→ **Stated exercise**
Identify and copy every line in the rows below that contains the word "castle".

→ **Input records**
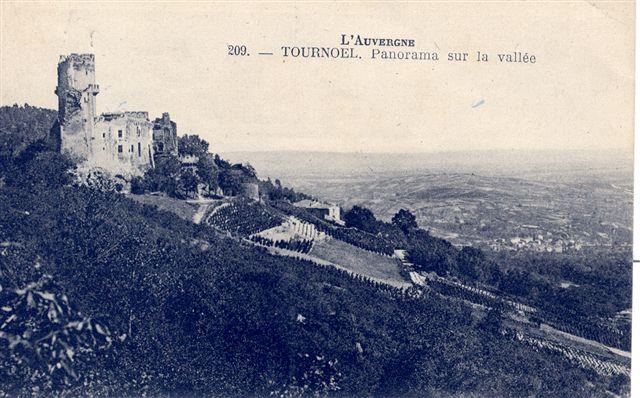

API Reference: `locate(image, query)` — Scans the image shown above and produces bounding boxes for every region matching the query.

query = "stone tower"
[55,54,99,160]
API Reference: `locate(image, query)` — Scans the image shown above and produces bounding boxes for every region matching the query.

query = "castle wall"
[52,54,155,177]
[56,54,99,160]
[153,113,178,156]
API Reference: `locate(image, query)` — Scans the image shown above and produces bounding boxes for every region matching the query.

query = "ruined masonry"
[53,54,177,177]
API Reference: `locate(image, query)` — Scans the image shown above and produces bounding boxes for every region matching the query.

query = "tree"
[458,246,485,280]
[196,156,218,188]
[391,209,418,232]
[344,205,376,232]
[178,134,209,157]
[479,307,504,336]
[176,169,198,198]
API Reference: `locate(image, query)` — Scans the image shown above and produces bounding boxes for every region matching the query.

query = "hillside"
[0,105,628,397]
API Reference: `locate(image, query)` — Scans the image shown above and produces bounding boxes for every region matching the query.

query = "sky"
[0,2,634,153]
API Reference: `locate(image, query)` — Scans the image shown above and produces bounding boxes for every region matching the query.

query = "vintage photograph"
[0,1,635,398]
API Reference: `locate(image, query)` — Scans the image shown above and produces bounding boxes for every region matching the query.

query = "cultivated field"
[310,237,407,286]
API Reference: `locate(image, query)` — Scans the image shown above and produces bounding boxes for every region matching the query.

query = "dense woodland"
[0,104,630,397]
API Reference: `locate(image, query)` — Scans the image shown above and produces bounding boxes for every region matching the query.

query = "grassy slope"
[310,237,407,285]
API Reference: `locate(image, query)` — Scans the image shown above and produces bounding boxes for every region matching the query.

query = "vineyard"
[206,200,282,236]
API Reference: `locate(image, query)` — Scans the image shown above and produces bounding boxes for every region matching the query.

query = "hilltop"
[0,104,628,396]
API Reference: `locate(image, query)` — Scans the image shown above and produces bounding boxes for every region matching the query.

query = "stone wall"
[153,112,178,156]
[55,54,99,160]
[91,112,153,176]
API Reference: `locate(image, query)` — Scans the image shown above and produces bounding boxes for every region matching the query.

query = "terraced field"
[310,237,407,286]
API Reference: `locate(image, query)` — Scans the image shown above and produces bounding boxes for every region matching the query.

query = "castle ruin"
[53,54,177,177]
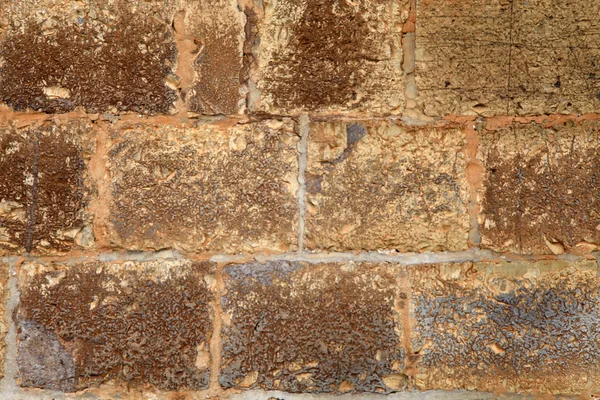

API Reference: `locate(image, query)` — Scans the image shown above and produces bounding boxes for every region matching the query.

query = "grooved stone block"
[249,0,409,114]
[0,120,95,254]
[17,260,215,392]
[478,121,600,254]
[220,262,407,393]
[0,0,244,114]
[410,261,600,394]
[108,119,298,253]
[416,0,600,116]
[306,121,469,251]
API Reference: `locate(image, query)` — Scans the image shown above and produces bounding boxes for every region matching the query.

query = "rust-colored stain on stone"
[253,0,408,113]
[18,261,214,392]
[109,119,298,253]
[479,121,600,254]
[306,121,469,251]
[0,122,94,253]
[220,262,407,393]
[0,1,177,114]
[410,261,600,394]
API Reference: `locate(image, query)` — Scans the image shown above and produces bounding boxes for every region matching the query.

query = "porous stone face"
[0,121,95,254]
[410,261,600,395]
[306,121,469,251]
[250,0,409,114]
[0,0,243,114]
[220,262,407,393]
[108,120,298,253]
[479,122,600,254]
[416,0,600,116]
[18,261,214,392]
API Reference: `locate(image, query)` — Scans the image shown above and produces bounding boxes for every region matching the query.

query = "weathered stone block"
[416,0,600,116]
[220,262,407,393]
[0,121,95,254]
[250,0,409,114]
[0,0,243,114]
[18,260,214,392]
[410,261,600,394]
[108,120,298,252]
[479,122,600,254]
[306,121,469,251]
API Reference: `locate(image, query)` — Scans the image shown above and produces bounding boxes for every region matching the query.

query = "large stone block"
[17,261,215,392]
[108,120,299,253]
[479,122,600,254]
[220,262,407,393]
[249,0,409,114]
[416,0,600,116]
[0,121,95,254]
[306,121,469,251]
[410,261,600,395]
[0,0,244,114]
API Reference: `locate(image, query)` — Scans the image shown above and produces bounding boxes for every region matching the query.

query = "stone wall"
[0,0,600,400]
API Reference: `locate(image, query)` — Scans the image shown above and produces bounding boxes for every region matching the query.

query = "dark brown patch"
[0,125,88,252]
[411,262,600,394]
[263,0,376,110]
[220,262,404,393]
[0,7,177,113]
[481,128,600,253]
[19,263,212,391]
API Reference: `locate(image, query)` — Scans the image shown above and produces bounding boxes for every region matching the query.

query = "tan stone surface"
[108,120,298,253]
[252,0,408,114]
[0,0,244,114]
[0,120,95,254]
[416,0,600,116]
[220,262,407,393]
[306,121,469,251]
[410,261,600,395]
[17,260,215,392]
[478,121,600,254]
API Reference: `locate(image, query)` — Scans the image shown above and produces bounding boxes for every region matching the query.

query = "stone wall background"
[0,0,600,400]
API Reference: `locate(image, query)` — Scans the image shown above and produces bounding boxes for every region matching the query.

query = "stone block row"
[0,118,600,255]
[1,260,600,395]
[0,0,600,116]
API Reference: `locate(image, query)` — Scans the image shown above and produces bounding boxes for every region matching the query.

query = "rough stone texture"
[306,121,469,251]
[252,0,408,114]
[109,120,298,253]
[0,0,243,114]
[0,121,95,254]
[410,261,600,394]
[416,0,600,116]
[220,262,407,393]
[18,261,214,392]
[479,122,600,254]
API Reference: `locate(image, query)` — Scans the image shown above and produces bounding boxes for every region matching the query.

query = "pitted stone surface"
[220,262,407,393]
[0,0,243,114]
[410,261,600,394]
[108,119,298,253]
[306,121,469,251]
[479,121,600,254]
[252,0,408,114]
[0,121,95,254]
[416,0,600,116]
[18,261,214,392]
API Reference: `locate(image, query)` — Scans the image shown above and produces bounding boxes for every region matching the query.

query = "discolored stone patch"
[108,120,298,253]
[0,121,95,254]
[251,0,408,114]
[410,261,600,395]
[416,0,600,116]
[220,262,407,393]
[18,260,214,392]
[479,122,600,254]
[306,121,469,251]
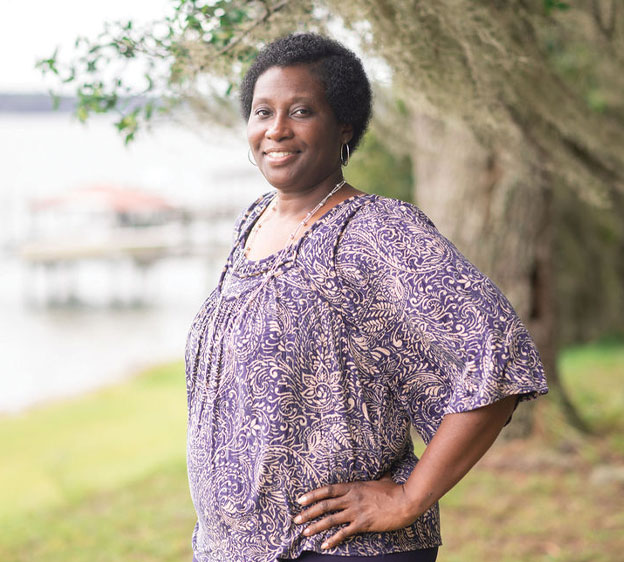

→ **The result**
query = "castle wall"
query = "castle ruin"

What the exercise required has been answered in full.